What is the number of lines in the entries below that include the word "thin"? Provide the number only.
──────── DATA SUPPLIED
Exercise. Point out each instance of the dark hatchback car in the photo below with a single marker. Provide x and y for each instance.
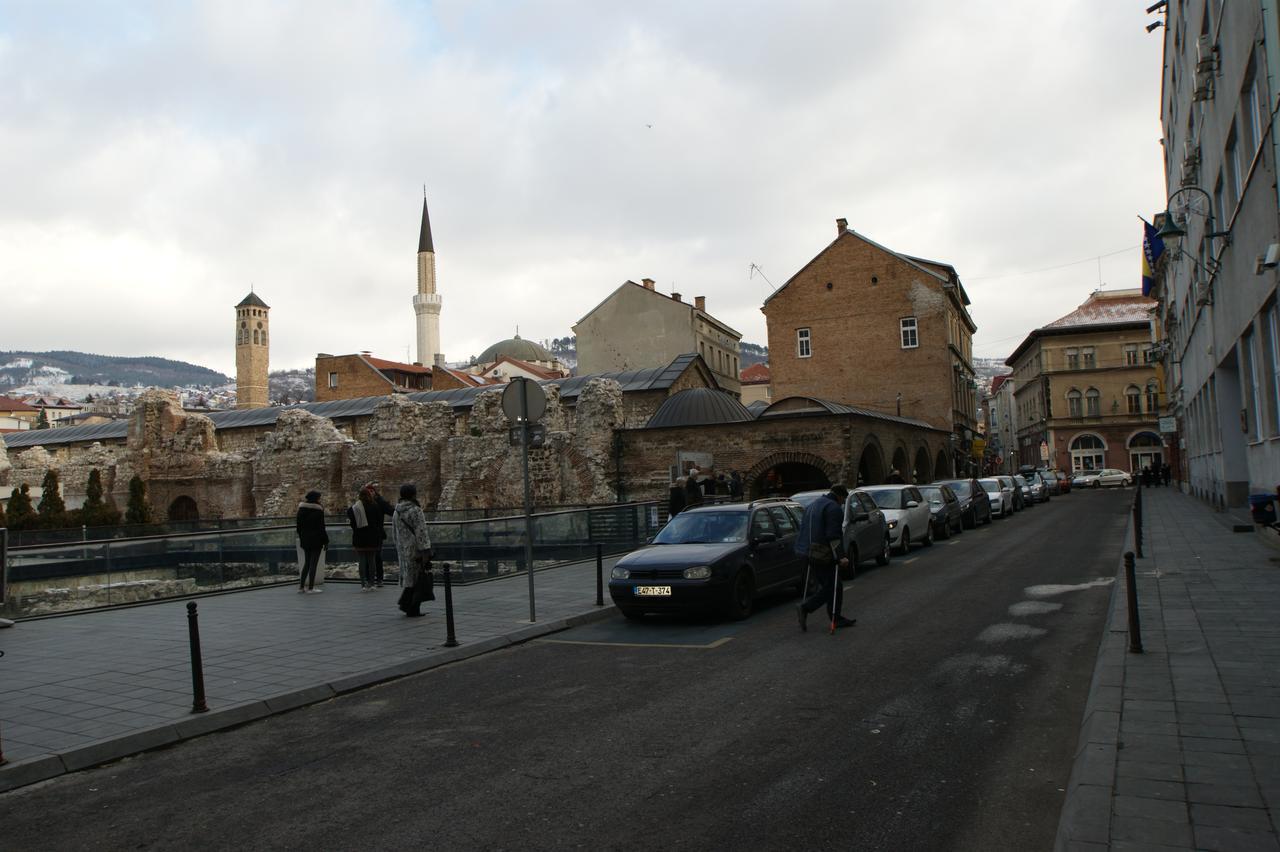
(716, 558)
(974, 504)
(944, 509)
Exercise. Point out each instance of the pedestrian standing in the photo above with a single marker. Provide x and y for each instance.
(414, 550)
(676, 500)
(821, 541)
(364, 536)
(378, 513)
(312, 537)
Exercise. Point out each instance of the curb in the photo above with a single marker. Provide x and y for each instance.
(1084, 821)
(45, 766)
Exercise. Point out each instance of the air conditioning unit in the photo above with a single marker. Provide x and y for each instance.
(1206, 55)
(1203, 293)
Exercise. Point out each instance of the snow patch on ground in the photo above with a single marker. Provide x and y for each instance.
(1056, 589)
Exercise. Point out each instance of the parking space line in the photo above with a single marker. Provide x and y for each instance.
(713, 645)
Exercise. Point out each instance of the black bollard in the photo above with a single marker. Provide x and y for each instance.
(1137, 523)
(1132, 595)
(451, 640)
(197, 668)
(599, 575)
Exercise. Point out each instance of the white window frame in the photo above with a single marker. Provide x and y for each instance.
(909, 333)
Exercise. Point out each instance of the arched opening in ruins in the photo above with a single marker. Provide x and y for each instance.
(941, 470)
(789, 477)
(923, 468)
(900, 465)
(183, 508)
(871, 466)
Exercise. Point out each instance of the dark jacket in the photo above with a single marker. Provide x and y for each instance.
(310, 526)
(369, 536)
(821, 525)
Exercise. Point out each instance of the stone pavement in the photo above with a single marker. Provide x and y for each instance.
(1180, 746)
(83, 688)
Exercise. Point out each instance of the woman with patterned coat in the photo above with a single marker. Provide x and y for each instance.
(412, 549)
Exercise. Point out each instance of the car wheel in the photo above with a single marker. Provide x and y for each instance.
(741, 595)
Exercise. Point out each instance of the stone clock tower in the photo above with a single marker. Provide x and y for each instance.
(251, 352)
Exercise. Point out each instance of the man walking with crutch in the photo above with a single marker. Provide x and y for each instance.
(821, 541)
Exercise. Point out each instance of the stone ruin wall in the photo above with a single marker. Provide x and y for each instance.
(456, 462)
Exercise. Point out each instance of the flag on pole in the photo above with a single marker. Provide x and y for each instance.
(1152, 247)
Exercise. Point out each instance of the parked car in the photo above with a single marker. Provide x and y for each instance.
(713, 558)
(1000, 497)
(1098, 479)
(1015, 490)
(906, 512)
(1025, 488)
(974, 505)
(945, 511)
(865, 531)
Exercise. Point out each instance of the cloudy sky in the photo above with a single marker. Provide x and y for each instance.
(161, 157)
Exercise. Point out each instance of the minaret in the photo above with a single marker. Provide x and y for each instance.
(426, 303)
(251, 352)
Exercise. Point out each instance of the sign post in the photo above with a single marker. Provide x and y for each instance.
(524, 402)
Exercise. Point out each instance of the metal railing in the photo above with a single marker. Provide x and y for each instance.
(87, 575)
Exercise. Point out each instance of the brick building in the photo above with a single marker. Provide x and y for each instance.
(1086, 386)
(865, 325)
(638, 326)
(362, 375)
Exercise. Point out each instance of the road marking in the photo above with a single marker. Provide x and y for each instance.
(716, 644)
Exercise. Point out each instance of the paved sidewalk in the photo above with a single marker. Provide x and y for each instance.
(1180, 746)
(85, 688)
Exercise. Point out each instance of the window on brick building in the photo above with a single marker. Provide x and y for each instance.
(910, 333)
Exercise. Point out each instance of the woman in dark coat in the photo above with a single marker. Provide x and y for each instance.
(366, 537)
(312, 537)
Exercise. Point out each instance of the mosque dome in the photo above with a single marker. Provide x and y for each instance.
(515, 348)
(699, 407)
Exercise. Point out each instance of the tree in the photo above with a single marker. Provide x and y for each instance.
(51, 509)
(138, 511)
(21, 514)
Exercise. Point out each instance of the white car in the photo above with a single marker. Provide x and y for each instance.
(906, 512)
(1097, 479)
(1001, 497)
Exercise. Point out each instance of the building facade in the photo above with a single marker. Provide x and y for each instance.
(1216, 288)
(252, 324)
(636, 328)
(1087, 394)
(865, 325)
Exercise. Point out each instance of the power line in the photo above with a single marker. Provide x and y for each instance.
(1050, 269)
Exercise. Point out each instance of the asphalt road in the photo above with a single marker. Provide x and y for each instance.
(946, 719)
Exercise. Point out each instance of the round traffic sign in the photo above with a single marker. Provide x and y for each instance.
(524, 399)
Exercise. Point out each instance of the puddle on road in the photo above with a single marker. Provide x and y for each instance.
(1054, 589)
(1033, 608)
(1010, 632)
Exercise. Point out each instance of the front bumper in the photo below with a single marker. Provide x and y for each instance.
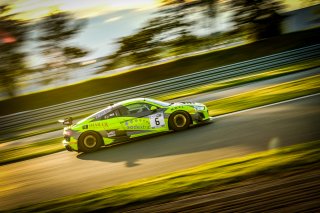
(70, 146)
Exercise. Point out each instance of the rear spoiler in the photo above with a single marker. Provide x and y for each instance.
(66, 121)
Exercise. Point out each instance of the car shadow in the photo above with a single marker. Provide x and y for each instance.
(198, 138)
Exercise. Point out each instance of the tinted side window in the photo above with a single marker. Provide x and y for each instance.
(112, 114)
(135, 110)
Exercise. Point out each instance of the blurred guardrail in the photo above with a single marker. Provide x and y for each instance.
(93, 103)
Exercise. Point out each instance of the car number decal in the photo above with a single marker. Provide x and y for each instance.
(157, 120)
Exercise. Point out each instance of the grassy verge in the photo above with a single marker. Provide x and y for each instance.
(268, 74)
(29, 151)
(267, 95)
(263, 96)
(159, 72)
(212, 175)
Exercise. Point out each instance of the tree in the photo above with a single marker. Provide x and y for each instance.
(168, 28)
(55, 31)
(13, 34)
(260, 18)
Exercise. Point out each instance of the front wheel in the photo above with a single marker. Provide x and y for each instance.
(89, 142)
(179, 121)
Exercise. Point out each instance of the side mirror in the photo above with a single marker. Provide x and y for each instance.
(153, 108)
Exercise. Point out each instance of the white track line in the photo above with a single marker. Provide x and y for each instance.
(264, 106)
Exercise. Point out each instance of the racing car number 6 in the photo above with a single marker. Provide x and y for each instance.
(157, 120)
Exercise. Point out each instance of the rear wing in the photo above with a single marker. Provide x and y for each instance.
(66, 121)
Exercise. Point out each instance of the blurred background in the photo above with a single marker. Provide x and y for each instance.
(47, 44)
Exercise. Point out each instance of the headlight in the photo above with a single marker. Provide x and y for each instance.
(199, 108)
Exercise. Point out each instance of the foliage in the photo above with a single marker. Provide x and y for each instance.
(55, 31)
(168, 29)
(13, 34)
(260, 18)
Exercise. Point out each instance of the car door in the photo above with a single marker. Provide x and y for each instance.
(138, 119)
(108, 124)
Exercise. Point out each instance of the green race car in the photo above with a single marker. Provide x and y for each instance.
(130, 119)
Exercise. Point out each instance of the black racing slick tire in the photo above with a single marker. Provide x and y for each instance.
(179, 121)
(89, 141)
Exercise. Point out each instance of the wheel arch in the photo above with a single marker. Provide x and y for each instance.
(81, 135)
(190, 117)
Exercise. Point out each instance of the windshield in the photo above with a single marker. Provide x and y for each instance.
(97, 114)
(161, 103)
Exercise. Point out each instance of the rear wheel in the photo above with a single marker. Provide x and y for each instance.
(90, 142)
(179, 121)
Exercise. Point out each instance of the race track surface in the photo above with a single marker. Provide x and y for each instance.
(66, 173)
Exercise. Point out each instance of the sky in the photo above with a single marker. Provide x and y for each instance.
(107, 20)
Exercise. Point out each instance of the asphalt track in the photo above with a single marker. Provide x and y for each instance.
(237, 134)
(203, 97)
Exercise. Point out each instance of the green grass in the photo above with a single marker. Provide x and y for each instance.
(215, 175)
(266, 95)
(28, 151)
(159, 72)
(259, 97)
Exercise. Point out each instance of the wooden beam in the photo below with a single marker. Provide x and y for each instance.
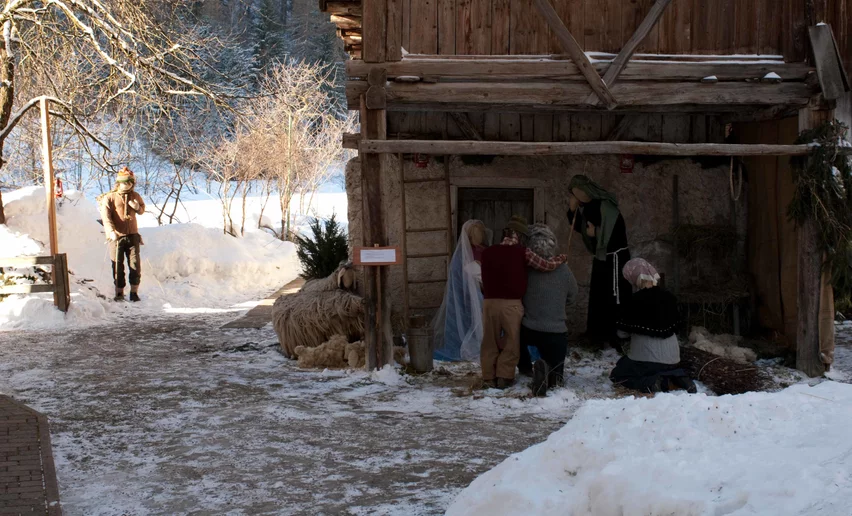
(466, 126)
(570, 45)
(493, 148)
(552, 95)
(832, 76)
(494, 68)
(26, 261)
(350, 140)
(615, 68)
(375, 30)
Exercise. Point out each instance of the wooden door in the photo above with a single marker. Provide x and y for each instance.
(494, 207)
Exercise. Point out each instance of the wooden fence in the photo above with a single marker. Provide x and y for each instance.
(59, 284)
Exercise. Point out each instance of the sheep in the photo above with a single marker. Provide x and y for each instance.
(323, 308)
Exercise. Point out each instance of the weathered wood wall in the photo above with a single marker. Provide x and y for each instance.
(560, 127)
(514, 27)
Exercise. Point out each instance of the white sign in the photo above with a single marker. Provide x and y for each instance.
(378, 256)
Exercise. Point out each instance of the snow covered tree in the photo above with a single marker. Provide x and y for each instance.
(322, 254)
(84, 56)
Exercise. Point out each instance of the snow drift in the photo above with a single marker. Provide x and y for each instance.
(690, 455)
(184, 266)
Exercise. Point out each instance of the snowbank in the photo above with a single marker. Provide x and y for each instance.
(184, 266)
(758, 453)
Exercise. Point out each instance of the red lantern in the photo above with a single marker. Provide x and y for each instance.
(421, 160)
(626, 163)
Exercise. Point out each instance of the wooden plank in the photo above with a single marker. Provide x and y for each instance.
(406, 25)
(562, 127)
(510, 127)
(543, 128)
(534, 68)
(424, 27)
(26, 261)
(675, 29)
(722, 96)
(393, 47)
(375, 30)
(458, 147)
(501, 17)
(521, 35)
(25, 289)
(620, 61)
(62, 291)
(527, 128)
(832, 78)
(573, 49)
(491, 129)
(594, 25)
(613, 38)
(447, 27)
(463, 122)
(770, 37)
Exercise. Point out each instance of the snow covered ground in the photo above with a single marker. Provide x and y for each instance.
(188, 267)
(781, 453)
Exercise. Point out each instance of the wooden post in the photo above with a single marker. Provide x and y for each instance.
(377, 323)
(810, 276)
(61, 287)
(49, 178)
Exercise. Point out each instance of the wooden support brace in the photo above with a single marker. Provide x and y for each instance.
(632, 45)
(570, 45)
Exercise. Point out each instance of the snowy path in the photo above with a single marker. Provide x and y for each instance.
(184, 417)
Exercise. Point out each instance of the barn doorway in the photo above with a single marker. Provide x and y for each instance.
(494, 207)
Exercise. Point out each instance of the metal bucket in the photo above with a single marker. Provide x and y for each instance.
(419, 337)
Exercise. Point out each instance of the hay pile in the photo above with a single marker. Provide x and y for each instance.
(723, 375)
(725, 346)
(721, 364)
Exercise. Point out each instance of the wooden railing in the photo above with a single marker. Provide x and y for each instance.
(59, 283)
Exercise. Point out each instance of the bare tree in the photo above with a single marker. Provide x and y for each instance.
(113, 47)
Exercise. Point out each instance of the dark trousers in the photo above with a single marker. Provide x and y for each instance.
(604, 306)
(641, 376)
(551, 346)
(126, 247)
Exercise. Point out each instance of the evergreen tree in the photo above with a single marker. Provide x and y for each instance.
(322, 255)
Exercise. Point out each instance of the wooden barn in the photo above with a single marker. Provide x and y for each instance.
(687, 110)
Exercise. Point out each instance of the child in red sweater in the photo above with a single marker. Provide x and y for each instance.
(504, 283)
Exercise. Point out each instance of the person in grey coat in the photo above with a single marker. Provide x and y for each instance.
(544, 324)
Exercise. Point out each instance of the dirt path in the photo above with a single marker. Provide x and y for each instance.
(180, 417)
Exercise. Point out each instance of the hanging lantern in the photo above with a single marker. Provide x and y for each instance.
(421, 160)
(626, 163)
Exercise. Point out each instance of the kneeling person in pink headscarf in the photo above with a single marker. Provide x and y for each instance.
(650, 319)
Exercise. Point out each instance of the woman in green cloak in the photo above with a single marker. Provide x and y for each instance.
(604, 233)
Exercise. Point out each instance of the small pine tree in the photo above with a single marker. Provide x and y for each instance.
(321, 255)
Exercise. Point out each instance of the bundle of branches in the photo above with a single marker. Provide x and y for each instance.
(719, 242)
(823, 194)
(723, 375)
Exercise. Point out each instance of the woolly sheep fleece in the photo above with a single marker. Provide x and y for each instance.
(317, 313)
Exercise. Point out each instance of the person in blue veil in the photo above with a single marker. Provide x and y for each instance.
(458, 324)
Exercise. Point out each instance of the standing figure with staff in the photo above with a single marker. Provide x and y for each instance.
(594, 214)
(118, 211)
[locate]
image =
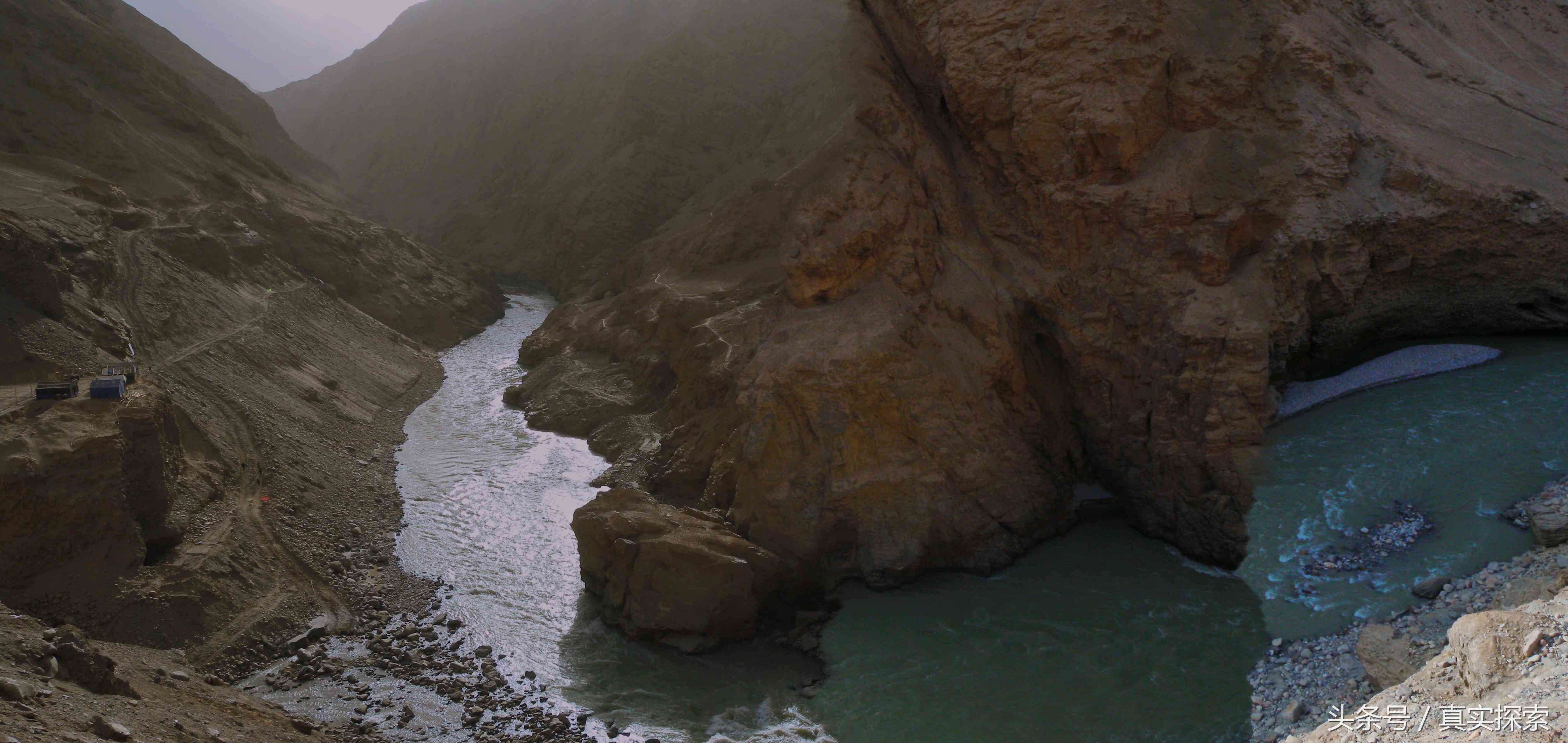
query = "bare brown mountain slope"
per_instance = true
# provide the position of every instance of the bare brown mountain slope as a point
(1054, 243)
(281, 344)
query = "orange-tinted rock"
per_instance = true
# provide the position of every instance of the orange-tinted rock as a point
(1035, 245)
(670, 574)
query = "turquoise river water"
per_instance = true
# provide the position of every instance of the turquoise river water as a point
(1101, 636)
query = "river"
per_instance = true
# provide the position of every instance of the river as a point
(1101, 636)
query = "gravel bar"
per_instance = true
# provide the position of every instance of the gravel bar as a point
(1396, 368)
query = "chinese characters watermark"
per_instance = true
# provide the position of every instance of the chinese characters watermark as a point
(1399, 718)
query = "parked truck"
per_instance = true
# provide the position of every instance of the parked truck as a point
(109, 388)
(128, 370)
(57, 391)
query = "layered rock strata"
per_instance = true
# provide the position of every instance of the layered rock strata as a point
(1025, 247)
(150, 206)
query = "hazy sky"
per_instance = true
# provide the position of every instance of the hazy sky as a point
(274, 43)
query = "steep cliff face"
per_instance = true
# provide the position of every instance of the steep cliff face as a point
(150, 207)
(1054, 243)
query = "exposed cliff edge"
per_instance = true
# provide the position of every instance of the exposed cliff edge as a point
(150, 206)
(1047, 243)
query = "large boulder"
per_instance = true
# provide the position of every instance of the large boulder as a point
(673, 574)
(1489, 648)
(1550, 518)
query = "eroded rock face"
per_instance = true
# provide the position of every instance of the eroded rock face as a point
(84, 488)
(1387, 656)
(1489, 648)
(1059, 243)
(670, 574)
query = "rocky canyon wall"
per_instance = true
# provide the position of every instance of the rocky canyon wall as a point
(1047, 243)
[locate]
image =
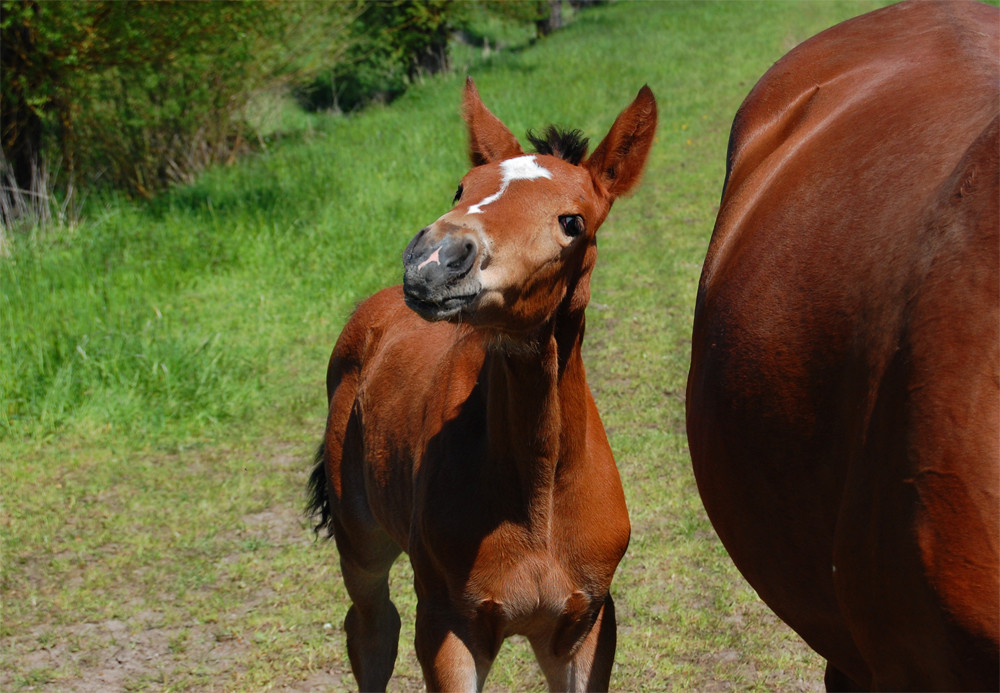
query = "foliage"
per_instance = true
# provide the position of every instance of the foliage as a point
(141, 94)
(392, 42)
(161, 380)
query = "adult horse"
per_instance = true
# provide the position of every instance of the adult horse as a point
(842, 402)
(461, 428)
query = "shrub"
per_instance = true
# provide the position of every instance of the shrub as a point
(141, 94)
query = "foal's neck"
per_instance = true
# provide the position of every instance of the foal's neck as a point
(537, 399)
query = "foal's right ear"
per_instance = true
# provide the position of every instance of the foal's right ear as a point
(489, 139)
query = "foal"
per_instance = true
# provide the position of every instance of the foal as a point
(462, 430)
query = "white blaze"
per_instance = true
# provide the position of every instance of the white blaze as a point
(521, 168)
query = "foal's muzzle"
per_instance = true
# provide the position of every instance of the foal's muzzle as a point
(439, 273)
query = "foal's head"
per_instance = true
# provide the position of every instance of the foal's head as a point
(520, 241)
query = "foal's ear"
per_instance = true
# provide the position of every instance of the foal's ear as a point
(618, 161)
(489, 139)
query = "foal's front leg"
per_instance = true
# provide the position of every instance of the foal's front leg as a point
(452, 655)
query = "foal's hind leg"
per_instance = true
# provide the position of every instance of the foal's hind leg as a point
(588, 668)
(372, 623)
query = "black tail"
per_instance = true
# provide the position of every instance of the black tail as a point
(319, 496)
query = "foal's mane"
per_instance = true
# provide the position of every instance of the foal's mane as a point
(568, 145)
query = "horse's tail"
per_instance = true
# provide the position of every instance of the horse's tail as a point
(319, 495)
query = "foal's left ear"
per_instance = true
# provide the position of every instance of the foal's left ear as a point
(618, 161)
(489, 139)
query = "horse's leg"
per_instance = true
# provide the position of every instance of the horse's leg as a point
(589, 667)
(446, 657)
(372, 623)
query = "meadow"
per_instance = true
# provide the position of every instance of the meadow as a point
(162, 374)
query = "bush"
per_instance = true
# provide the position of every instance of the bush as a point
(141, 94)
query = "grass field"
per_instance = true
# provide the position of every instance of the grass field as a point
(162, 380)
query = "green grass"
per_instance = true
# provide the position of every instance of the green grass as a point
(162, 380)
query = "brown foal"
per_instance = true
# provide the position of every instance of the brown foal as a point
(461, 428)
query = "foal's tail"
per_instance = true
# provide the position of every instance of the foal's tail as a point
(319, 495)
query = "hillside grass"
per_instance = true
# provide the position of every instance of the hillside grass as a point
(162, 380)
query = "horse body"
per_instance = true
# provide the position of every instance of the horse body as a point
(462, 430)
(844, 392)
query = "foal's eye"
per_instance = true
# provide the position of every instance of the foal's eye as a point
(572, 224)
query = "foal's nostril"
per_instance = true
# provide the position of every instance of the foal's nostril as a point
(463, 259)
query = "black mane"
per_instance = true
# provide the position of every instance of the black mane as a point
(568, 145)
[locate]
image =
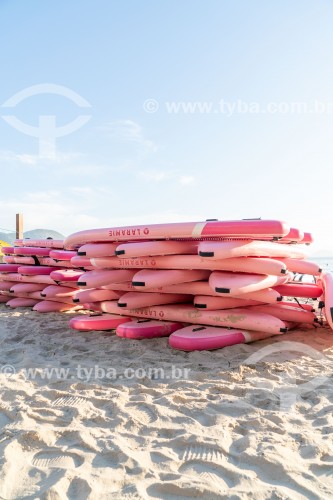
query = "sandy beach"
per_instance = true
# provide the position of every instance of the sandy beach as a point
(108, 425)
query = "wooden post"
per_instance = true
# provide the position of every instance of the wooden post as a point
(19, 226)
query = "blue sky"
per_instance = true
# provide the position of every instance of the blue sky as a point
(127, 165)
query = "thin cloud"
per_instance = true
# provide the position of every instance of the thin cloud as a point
────────────────
## FINISHED EXERCISE
2